[Shape labeling rows]
————————
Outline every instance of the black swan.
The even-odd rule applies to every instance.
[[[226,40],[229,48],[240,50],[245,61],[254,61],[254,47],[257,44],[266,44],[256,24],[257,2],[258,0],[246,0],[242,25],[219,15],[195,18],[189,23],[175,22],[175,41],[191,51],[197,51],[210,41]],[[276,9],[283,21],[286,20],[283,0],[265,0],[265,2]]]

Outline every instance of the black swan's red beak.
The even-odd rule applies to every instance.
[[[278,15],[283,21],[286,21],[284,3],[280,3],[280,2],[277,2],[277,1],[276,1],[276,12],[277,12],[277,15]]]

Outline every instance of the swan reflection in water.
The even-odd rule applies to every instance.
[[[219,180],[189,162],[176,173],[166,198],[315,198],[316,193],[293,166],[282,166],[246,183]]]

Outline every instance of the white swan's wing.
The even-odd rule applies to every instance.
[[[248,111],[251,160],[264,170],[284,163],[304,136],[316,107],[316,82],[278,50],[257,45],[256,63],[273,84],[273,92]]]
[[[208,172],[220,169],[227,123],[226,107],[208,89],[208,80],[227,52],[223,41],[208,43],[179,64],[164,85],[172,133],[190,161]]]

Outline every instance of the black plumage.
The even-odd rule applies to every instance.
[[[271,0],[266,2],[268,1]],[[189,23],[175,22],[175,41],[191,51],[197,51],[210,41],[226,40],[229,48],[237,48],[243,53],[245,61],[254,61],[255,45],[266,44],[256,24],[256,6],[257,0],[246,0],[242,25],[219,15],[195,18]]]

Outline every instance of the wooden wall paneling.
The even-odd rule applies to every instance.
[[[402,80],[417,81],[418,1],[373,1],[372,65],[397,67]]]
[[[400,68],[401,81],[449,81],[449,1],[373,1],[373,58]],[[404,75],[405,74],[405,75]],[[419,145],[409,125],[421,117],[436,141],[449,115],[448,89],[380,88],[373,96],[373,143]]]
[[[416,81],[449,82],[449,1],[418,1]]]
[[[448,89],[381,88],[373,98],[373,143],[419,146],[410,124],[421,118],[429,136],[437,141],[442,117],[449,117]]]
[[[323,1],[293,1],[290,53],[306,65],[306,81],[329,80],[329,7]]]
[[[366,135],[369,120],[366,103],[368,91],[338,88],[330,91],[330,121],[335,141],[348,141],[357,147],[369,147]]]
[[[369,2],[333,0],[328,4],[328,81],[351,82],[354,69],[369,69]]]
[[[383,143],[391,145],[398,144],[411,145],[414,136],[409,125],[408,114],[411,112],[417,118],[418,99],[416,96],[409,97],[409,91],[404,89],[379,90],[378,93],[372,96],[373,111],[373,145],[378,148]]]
————————
• [Required work]: Format the rows above as a Markdown table with the columns Number and Line, giving each nonblank line its own numbered row and leaving the blank lines out.

• [Worked solution]:
| Number | Line |
|---|---|
| 1 | Outline every instance of the black swan. |
| 2 | The even-odd rule applies to every instance. |
| 3 | [[[226,40],[229,48],[240,50],[245,61],[254,61],[254,47],[257,44],[266,44],[256,24],[257,2],[258,0],[246,0],[242,25],[219,15],[195,18],[189,23],[175,22],[175,41],[191,51],[197,51],[210,41]],[[276,9],[283,21],[286,20],[283,0],[265,0],[265,2]]] |
| 4 | Outline every instance of the black swan's red beak. |
| 5 | The even-odd rule applies to every instance. |
| 6 | [[[278,15],[283,21],[286,21],[284,3],[280,3],[280,2],[277,2],[277,1],[276,1],[276,12],[277,12],[277,15]]] |
| 7 | Outline every instance of the swan reflection in water. |
| 8 | The even-odd rule applies to every instance. |
| 9 | [[[219,180],[189,162],[176,173],[166,198],[315,198],[316,193],[293,166],[282,166],[246,183]]] |
| 10 | Outline every instance of the white swan's wing. |
| 11 | The even-odd rule applies to every instance. |
| 12 | [[[248,111],[251,160],[264,170],[284,163],[304,136],[316,107],[316,82],[278,50],[257,45],[256,63],[273,84],[273,92]]] |
| 13 | [[[208,172],[220,169],[227,123],[226,107],[208,89],[208,80],[227,52],[223,41],[208,43],[179,64],[164,85],[172,133],[190,161]]] |
| 14 | Outline every instance of the black plumage. |
| 15 | The even-odd rule applies to every instance. |
| 16 | [[[271,0],[266,2],[268,1]],[[189,23],[175,22],[175,41],[191,51],[197,51],[210,41],[226,40],[229,48],[237,48],[243,53],[245,61],[254,61],[255,45],[266,44],[256,24],[256,6],[257,0],[246,0],[242,25],[219,15],[195,18]]] |
| 17 | Outline every instance of the wooden wall paneling. |
| 18 | The even-odd rule applies to every instance. |
| 19 | [[[402,80],[417,81],[418,1],[373,1],[372,65],[397,67]]] |
| 20 | [[[400,68],[401,81],[449,81],[449,1],[373,1],[373,58]],[[404,75],[405,74],[405,75]],[[419,145],[409,125],[421,117],[436,141],[449,115],[448,89],[380,88],[373,96],[373,143]]] |
| 21 | [[[416,81],[449,82],[449,1],[418,1]]] |
| 22 | [[[448,89],[381,88],[373,98],[373,143],[419,146],[410,124],[421,118],[429,136],[437,141],[442,117],[449,117]]] |
| 23 | [[[323,1],[293,1],[290,53],[306,65],[306,81],[329,80],[329,7]]] |
| 24 | [[[366,135],[369,120],[366,103],[368,91],[338,88],[330,91],[330,121],[335,141],[348,141],[357,147],[369,147]]] |
| 25 | [[[369,2],[333,0],[328,4],[328,81],[351,82],[354,69],[369,69]]] |
| 26 | [[[383,143],[391,145],[398,144],[411,145],[414,136],[409,125],[408,114],[411,112],[417,118],[418,99],[416,96],[409,97],[409,91],[404,89],[379,90],[378,93],[372,96],[373,111],[373,145],[378,148]]] |